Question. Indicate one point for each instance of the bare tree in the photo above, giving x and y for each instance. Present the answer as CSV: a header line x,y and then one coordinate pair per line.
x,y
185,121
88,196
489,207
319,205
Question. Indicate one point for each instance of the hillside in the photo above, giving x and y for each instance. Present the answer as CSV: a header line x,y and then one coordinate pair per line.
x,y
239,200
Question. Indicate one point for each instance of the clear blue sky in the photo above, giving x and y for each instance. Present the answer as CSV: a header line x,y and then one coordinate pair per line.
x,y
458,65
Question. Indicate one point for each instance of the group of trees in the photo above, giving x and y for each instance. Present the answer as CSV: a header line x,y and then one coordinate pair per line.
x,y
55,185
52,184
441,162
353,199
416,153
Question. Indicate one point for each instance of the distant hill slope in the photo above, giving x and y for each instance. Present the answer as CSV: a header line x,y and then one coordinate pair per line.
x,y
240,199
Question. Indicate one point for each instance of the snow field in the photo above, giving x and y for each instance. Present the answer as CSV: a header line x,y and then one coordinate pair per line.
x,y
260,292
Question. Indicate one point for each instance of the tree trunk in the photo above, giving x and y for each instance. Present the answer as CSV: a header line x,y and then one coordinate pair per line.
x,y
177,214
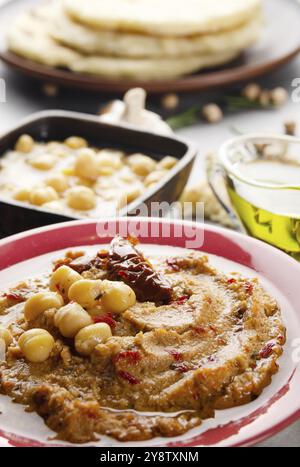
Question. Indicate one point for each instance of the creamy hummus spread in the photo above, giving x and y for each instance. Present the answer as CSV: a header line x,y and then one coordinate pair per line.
x,y
195,340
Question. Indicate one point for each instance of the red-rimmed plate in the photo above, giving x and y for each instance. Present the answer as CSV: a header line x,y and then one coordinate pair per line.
x,y
30,253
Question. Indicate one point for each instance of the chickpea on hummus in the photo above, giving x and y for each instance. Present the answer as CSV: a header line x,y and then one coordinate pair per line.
x,y
120,345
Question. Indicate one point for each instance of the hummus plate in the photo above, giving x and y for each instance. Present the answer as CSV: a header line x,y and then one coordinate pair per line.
x,y
227,252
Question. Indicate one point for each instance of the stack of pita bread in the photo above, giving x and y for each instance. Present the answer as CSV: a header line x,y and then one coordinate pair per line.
x,y
137,39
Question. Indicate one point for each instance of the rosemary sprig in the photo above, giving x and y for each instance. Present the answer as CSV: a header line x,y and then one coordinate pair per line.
x,y
229,103
233,103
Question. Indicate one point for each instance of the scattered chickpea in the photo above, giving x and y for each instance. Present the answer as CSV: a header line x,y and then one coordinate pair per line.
x,y
252,92
5,336
118,297
290,128
81,198
58,182
22,195
167,163
25,144
91,336
133,193
69,172
41,196
71,319
43,301
50,89
86,164
279,96
192,194
86,292
36,345
62,279
170,101
141,165
212,113
75,142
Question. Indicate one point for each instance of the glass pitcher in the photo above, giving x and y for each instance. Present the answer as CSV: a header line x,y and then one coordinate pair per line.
x,y
262,180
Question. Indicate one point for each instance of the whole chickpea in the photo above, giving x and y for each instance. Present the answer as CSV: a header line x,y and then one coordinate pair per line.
x,y
58,182
36,345
62,279
40,196
25,144
252,92
212,113
86,292
91,336
86,164
70,319
41,302
5,336
22,195
118,297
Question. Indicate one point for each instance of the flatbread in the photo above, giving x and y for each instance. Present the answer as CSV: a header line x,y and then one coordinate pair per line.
x,y
29,38
163,17
90,41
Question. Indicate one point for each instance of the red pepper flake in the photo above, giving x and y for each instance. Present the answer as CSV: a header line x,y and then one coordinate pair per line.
x,y
92,415
200,330
231,281
177,355
172,263
15,296
131,357
182,300
249,288
108,319
102,254
128,377
181,367
267,350
123,275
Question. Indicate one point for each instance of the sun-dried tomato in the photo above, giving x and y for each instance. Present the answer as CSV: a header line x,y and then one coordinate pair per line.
x,y
125,262
267,351
172,263
175,354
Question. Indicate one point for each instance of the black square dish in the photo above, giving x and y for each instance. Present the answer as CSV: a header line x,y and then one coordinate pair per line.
x,y
58,125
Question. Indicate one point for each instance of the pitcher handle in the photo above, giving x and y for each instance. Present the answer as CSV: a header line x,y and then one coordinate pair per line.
x,y
217,179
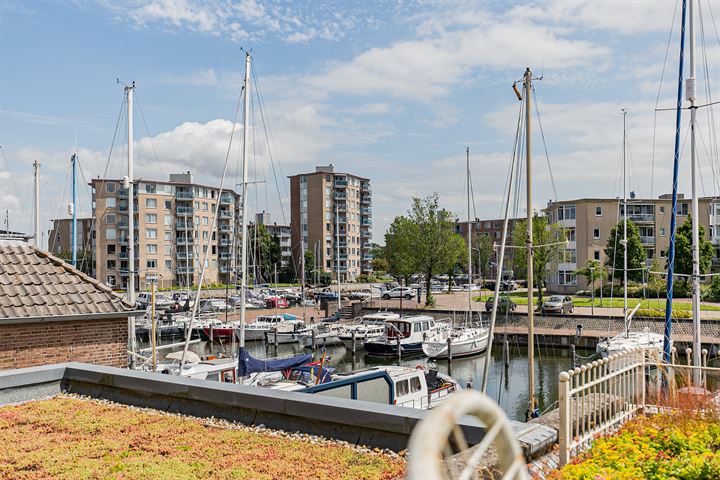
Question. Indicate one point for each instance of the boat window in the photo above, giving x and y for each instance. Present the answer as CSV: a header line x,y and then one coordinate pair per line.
x,y
401,388
415,385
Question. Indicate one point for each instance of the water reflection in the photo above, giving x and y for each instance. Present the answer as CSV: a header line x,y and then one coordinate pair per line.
x,y
507,385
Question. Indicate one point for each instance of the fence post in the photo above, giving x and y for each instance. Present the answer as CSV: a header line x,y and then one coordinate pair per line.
x,y
565,430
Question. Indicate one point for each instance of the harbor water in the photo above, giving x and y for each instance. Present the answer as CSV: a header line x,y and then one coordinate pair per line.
x,y
507,385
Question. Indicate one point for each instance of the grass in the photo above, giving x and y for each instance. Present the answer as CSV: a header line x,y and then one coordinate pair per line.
x,y
681,445
70,438
521,299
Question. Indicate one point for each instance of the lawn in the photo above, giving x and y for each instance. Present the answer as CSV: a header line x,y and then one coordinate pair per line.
x,y
71,438
682,445
521,299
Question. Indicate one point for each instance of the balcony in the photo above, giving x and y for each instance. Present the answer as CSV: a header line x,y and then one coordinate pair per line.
x,y
184,195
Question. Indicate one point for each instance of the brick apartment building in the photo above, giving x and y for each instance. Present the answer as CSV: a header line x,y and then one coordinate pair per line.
x,y
173,230
331,215
588,222
53,313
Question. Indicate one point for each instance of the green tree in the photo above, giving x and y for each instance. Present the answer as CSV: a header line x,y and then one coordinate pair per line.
x,y
547,249
423,241
482,253
683,250
636,254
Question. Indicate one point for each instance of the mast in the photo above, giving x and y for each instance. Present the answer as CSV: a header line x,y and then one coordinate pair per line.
x,y
529,241
36,175
691,95
469,315
73,160
624,241
129,185
243,253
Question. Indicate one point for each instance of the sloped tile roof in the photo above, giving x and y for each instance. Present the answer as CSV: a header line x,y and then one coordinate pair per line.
x,y
34,283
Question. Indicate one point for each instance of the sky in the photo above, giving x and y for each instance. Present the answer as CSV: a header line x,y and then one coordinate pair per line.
x,y
390,90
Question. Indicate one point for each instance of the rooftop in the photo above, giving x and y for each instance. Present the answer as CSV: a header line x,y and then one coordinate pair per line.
x,y
34,283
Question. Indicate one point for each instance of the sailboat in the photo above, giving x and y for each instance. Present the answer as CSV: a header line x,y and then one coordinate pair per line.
x,y
628,340
465,340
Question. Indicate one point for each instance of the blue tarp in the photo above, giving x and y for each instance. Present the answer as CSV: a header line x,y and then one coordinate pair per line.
x,y
247,364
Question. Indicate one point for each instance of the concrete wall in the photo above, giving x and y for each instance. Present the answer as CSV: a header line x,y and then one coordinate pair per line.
x,y
102,342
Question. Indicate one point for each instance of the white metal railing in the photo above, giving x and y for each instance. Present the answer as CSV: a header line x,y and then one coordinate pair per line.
x,y
599,397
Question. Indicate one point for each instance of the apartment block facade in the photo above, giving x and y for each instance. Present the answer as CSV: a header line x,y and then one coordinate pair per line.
x,y
173,231
588,223
331,215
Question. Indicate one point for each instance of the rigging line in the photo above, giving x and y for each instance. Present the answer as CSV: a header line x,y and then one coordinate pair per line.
x,y
147,131
267,140
657,99
542,135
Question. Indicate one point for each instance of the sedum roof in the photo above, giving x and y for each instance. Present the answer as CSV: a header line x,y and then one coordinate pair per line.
x,y
34,283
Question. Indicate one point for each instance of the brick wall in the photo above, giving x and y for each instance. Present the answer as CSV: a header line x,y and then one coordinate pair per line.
x,y
102,342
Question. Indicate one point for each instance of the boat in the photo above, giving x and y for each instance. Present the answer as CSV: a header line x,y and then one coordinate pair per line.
x,y
258,329
407,334
466,340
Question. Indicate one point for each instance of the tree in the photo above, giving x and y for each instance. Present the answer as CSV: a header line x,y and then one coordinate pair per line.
x,y
547,249
482,253
636,254
424,241
683,250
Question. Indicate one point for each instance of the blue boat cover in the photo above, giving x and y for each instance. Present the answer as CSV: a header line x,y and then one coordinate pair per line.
x,y
247,364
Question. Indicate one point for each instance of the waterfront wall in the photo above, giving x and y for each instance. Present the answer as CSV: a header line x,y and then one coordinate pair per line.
x,y
98,341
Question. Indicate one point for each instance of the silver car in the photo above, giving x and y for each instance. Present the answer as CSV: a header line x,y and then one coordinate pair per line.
x,y
557,304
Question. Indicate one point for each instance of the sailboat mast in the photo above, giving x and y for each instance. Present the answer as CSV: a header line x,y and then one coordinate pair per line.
x,y
73,160
691,95
529,241
129,185
470,283
624,242
36,178
243,253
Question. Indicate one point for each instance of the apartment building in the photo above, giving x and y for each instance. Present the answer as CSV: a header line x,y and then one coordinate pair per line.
x,y
331,215
280,231
173,232
588,222
492,229
60,237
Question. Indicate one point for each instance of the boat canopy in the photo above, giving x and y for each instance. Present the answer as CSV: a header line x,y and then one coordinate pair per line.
x,y
247,364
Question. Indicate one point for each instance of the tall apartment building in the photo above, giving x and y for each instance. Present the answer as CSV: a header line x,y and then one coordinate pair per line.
x,y
492,229
331,215
173,231
588,222
280,231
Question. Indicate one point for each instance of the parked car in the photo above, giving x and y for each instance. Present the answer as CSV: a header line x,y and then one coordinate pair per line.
x,y
557,304
400,292
504,304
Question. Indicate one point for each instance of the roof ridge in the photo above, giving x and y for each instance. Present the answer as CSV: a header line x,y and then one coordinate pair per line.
x,y
70,269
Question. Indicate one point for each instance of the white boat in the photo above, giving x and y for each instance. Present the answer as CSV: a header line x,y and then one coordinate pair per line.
x,y
258,329
465,342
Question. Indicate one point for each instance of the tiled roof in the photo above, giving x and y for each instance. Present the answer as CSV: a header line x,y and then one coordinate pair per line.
x,y
34,283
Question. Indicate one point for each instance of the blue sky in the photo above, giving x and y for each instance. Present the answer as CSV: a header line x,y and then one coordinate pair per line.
x,y
392,91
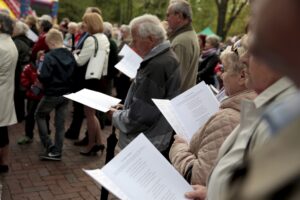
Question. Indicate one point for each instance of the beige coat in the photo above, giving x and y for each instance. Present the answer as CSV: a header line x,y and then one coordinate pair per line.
x,y
204,145
232,150
274,170
8,62
185,44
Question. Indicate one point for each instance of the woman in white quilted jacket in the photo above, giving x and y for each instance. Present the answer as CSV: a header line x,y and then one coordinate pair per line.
x,y
195,160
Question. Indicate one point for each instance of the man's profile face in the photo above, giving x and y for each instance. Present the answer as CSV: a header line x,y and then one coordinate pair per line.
x,y
141,45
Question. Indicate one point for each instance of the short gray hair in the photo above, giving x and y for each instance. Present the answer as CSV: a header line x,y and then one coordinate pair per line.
x,y
20,28
7,24
213,40
183,7
149,25
108,29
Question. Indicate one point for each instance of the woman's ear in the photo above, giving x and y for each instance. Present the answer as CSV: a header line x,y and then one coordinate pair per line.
x,y
242,78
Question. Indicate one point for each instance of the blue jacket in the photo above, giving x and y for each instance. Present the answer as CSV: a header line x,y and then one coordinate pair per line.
x,y
56,72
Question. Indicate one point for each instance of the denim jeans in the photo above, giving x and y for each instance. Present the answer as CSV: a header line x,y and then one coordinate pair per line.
x,y
46,105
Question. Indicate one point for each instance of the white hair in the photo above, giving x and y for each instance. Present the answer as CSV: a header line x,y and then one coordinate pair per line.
x,y
72,25
148,25
108,29
20,28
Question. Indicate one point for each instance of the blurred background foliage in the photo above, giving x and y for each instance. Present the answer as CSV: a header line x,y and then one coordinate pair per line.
x,y
205,12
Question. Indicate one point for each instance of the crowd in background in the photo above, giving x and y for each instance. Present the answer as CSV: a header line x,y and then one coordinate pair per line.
x,y
225,157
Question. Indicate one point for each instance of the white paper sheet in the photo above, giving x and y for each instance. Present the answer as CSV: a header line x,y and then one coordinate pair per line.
x,y
31,35
130,62
190,109
93,99
140,172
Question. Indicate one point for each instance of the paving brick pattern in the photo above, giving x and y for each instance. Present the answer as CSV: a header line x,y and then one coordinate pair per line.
x,y
30,178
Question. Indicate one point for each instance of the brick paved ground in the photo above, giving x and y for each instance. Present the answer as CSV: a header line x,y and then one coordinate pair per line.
x,y
32,179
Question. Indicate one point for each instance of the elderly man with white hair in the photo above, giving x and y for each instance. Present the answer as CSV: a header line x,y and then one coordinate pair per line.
x,y
184,41
157,77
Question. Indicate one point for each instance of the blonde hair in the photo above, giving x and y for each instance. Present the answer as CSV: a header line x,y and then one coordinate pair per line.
x,y
94,23
213,40
54,36
20,28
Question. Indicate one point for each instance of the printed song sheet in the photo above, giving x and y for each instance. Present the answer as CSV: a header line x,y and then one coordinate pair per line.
x,y
130,62
93,99
140,172
190,110
31,35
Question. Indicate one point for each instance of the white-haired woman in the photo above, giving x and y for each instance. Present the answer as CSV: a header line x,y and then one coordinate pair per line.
x,y
195,160
24,45
8,62
208,61
93,24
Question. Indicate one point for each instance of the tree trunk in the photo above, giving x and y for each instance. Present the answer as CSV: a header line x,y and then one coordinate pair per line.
x,y
222,10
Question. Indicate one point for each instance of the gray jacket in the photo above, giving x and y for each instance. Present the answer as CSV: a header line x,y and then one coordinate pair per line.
x,y
158,77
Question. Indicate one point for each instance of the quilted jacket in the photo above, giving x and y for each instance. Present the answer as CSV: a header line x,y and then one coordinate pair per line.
x,y
199,156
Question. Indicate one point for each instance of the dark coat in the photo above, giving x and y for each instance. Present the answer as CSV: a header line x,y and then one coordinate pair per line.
x,y
206,69
56,72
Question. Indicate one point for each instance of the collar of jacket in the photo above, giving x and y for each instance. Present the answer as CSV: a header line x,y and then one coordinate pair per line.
x,y
274,90
162,47
180,30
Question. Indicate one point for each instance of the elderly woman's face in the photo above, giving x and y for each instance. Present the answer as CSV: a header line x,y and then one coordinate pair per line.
x,y
231,80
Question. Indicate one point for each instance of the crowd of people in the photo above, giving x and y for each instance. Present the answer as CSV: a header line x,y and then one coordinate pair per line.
x,y
247,150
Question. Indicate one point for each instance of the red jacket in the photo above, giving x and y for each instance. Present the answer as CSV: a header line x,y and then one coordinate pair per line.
x,y
28,79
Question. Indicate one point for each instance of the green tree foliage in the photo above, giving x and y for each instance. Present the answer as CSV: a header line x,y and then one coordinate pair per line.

- _ASSIGNMENT_: Exactly the lines from the one containing "Question. Indicate one point for each instance of the red jacket" through the end of the listing above, inclusive, are to be written out, and no others.

- _RESULT_:
Question. Indicate one point for each instance of the red jacket in the photo above, giving x and y for each instance. Present the answer as CSV: a header line x,y and then one coordinate pair per line.
x,y
28,79
Question. Indicate one point for each instance of the green tree foliage in the photo above, giving x and y for each instance. Present the answer as CSV: a header line x,y and then one coordinate pair per line.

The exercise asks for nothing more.